- Extrait du document:
━━━━━━━━━━━━━━━━━━━━

Confirmation d'un représentant de la branche santé du groupe Schlumberger : toutes ces transmissions ne sont pas sécurisées. Un représentant de la CNIL (commission informatique et libertés) a confirmé que seules certains types d'échanges étaient vraiment sécurisé. Le reste passe quasiment en clair, donc avec la même "sécurité" (c'est à dire aucune) que sur support papier.
Si la liste des pilules que vous achetez tous les mois peut être considérée comme sensible, ne parlons pas de votre fiche d'identité thérapeutique : le carnet médical. C'est l'autre élément sensible avancé par Juppé : la mise sur orbite obligatoire, à terme, du carnet médical sur support informatique. Les fabricants de cartes à puces se lèchent les babines : ce "carnet", qui retracera tout le parcours médical et thérapeutique du patient, se retrouvera sur une carte individuelle. Cela rejoint le projet de carte "Sesam-Vitale", qui fait l'objet de tests et d'essais quasi-cliniques entre professionnels et assurés. Le but du jeu : une carte pour l'assuré, une autre pour le médecin, le pharmacien, le labo d'analyse ou l'infirmère en ambulatoire; un lecteur de carte; un PC; on mélange tout, et l'acte médical est inscrit sur les deux support; puis transmis par réseau au centre de remboursement d'assurance maladie. Le carnet médical devrait être confondu avec la carte de sécu à puce de l'assuré.

━━━━━━━━━━━━━━━━━━━━

- Données sources:
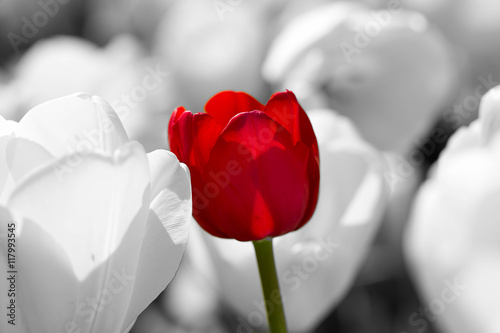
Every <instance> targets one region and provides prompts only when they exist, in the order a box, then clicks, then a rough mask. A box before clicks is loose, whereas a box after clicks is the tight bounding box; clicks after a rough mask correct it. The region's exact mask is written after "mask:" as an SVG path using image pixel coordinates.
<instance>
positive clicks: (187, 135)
mask: <svg viewBox="0 0 500 333" xmlns="http://www.w3.org/2000/svg"><path fill="white" fill-rule="evenodd" d="M221 131H222V127H221V126H220V125H219V124H218V123H217V122H216V121H215V120H214V119H213V118H212V117H211V116H210V115H208V114H206V113H195V114H192V113H191V112H190V111H186V110H185V109H184V108H183V107H180V108H178V109H177V110H175V112H174V113H173V114H172V117H171V118H170V122H169V130H168V132H169V142H170V150H171V151H172V152H173V153H174V154H175V155H177V157H178V158H179V161H181V162H183V163H186V164H187V166H188V167H189V169H190V170H192V169H193V168H198V169H203V168H204V166H205V164H206V163H207V162H208V157H209V156H210V151H211V150H212V147H213V145H214V144H215V141H216V140H217V138H218V136H219V134H220V132H221Z"/></svg>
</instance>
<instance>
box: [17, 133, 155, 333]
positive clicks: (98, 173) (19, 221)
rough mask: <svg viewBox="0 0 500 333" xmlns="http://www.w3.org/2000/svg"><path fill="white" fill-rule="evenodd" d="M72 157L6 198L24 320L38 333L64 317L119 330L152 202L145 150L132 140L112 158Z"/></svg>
mask: <svg viewBox="0 0 500 333" xmlns="http://www.w3.org/2000/svg"><path fill="white" fill-rule="evenodd" d="M74 156H77V157H79V158H81V160H80V161H79V163H78V165H73V166H72V167H71V168H69V169H63V170H64V172H61V171H60V170H58V167H60V165H61V164H62V163H65V160H59V161H56V162H54V163H53V164H49V165H47V166H46V167H44V168H41V169H40V170H37V172H35V173H33V174H32V175H31V176H29V177H28V178H26V179H25V180H24V181H23V182H22V183H21V184H19V185H18V186H17V187H16V189H15V190H14V192H13V193H12V195H11V197H10V200H9V202H8V207H9V209H10V210H11V212H12V214H13V216H14V218H15V219H16V222H17V223H18V231H19V233H20V234H19V238H18V248H19V250H20V251H21V252H20V253H21V254H22V255H21V254H20V257H19V258H20V259H19V263H18V266H19V271H20V272H22V279H21V280H19V294H18V295H19V296H18V297H19V302H20V303H22V307H23V310H22V313H23V315H24V317H23V318H24V319H23V320H24V321H25V322H26V323H27V325H28V327H30V328H32V332H37V333H38V332H43V333H46V332H47V333H49V332H50V333H52V332H64V331H65V330H66V331H67V330H68V328H67V326H54V325H66V324H67V323H69V324H70V325H72V324H75V325H77V327H78V328H80V329H81V330H82V331H81V332H110V333H115V332H116V333H122V330H121V328H122V327H121V326H122V324H123V322H124V319H125V316H126V314H127V306H128V303H129V301H130V298H131V296H132V292H133V284H134V282H135V279H136V276H135V274H136V271H137V265H138V260H139V254H140V252H141V246H142V241H143V236H144V232H145V231H144V230H145V227H146V221H147V211H148V204H149V200H150V196H149V194H150V189H149V170H148V164H147V163H148V162H147V158H146V153H145V152H144V150H143V149H142V147H141V146H140V145H139V144H137V143H134V142H132V143H129V144H127V145H124V146H123V147H120V148H119V149H118V150H117V151H116V152H115V154H114V156H113V157H107V156H101V155H96V154H88V155H85V156H79V155H74ZM131 175H133V177H131ZM42 290H43V292H42ZM33 294H36V295H37V297H32V295H33ZM93 304H94V305H93ZM93 306H94V307H96V308H98V310H95V309H93ZM66 319H67V322H66ZM35 325H36V330H35V329H34V327H35ZM110 327H113V328H115V327H116V330H113V331H110V330H109V328H110Z"/></svg>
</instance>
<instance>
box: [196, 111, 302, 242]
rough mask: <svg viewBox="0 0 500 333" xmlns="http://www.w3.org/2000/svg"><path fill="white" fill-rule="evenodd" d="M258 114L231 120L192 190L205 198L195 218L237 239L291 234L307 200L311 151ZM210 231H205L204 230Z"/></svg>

━━━━━━━━━━━━━━━━━━━━

- Consigne A: D'après l'extrait du document, qui a confirmé que seuls certains types d'échanges étaient vraiment sécurisés ?
- Consigne B: Poursuivez le texte sur le carnet médical informatisé après sa dernière phrase.

- Réponse finale A: Un représentant de la CNIL (commission informatique et libertés).

- Réponse finale B:
Alors voilà de l'information numérique qu'il faudra sécuriser, dans le stockage et la transmission -- il faut reconnaitre que la notion de vie privée fut mise en avant par la plupart des intervenants. Et le chiffrement parait garantir une partie du problème. Mais quel chiffrement? De quel degrès de sécurité le secret médical est-il censé bénéficier? Interlocuteur incontournable, citée à une seule reprise lors des débats : le SCSSI, le service central de la sécurité des systèmes d'informations. Service de Matignon chargé de donner des autorisations à tout système de cryptage des données. L'information, obtenue par ce modeste bulletin en marge du colloque, est que le SCSSI avait accepté de constituer un groupe de travail avec certains conseils de l'ordre (dont celui des médecins), l'assurance maladie et la CNIL pour réfléchir à des solutions acceptables pour tout le monde. Pour tout le monde? L'Etat va-t-il se réserver une "porte de derrière" pour intercepter les communications? L'exemple britannique fait froid dans le dos : en octobre, la British Medical Association annoncait qu'elle boycotterait le futur réseau de la sécu de Sa Majestée (le National Health Service). Raison? Le gouvernement, sous la pression du General Communications Headquarters (GCHQ), l'équivalent du SCSSI, a décidé d'interdire l'usage du chiffrement sur ce réseau.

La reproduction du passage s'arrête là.